**Image box annotation records**
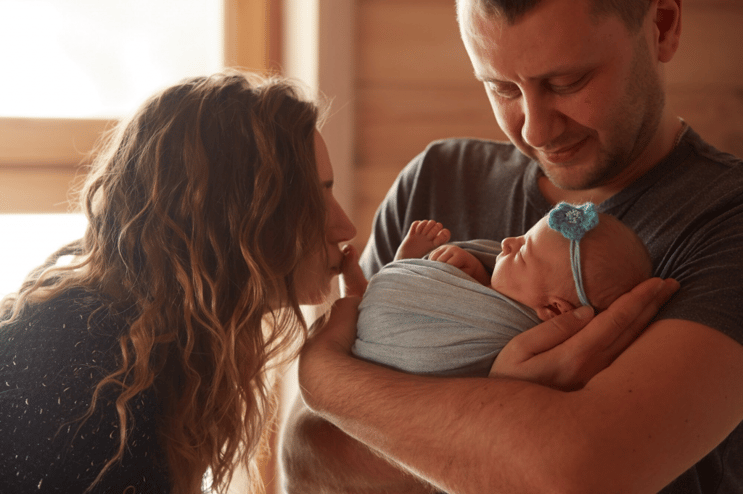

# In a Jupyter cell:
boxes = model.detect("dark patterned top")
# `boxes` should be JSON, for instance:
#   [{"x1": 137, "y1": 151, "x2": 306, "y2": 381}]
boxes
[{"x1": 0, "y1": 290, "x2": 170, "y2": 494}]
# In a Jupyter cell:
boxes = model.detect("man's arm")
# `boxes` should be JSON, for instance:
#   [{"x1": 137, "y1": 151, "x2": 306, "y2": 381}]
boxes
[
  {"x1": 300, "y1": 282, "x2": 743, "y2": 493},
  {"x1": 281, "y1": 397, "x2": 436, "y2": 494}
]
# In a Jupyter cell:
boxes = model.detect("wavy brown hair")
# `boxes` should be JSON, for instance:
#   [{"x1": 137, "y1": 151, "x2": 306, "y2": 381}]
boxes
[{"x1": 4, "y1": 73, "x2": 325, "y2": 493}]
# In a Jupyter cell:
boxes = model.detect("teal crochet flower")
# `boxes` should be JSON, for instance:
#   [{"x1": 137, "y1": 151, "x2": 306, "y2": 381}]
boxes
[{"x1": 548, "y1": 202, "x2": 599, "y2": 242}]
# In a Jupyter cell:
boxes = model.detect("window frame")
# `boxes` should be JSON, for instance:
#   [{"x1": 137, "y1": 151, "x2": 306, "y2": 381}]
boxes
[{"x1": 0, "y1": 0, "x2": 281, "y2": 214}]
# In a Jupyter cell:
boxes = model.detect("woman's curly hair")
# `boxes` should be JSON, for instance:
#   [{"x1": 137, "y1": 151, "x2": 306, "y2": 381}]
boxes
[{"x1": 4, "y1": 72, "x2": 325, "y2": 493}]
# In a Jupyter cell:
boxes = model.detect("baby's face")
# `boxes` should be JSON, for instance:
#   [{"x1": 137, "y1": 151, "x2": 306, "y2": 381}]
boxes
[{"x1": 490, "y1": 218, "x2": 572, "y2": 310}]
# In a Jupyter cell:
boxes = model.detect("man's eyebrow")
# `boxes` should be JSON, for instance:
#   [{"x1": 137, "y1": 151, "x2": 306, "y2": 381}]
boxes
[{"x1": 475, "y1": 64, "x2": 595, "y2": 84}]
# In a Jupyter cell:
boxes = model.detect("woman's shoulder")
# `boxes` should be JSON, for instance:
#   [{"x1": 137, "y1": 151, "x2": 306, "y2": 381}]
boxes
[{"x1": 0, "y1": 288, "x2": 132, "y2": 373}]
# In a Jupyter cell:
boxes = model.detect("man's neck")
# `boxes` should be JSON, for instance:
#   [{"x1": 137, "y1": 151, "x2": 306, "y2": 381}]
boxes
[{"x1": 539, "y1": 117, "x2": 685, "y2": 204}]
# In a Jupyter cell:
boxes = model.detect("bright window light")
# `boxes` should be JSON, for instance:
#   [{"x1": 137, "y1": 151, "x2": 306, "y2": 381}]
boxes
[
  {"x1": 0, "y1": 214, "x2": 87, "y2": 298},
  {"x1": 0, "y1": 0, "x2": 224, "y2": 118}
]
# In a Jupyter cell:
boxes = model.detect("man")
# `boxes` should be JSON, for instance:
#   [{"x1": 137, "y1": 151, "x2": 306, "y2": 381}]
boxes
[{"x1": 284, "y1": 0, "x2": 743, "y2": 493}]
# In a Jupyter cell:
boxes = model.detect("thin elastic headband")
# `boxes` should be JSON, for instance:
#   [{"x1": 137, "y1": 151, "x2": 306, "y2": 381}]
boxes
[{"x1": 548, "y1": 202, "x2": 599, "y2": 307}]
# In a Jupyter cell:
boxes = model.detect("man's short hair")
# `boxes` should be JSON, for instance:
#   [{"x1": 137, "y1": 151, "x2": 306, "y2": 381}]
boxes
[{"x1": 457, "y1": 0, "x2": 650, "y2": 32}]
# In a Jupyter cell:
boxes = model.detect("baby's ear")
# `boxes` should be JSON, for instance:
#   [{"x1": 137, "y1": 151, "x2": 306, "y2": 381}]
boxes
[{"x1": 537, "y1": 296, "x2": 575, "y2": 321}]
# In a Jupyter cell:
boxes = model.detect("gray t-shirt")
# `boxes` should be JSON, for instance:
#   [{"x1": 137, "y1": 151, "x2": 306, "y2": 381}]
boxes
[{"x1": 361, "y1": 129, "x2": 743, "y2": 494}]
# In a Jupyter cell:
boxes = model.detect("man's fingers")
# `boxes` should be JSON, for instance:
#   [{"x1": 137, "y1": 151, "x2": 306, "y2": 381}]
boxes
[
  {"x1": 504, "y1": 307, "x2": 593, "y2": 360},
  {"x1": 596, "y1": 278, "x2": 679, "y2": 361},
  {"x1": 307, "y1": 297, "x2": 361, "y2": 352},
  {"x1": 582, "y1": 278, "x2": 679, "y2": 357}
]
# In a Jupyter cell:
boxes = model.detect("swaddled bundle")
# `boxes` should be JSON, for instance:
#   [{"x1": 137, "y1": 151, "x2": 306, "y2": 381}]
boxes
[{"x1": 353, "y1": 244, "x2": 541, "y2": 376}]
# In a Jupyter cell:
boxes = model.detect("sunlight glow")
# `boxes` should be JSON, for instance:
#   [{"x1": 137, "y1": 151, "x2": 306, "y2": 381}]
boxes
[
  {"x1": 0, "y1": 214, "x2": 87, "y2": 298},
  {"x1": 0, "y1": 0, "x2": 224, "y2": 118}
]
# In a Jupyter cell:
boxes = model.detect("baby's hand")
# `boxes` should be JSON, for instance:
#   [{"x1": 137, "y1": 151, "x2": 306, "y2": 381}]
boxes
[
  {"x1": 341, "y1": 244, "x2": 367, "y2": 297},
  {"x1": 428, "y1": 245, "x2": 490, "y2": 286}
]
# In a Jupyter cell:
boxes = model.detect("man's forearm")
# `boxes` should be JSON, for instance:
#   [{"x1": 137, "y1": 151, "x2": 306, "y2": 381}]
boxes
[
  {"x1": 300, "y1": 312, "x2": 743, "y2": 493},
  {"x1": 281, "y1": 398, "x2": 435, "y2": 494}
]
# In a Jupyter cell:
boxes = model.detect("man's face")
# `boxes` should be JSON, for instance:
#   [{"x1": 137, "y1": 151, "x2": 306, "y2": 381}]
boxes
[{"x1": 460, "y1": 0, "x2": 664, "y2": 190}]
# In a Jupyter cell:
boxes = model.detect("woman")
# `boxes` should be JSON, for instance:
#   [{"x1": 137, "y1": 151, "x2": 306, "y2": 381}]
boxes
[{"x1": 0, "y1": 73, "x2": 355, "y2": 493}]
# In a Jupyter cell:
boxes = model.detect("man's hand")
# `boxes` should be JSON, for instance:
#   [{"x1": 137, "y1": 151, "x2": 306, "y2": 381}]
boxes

**What is required**
Locate every line in the records that contains the word "window" and copy each of those lines.

**Exercise result**
boxes = model.detect("window frame")
boxes = model.detect("bright window light")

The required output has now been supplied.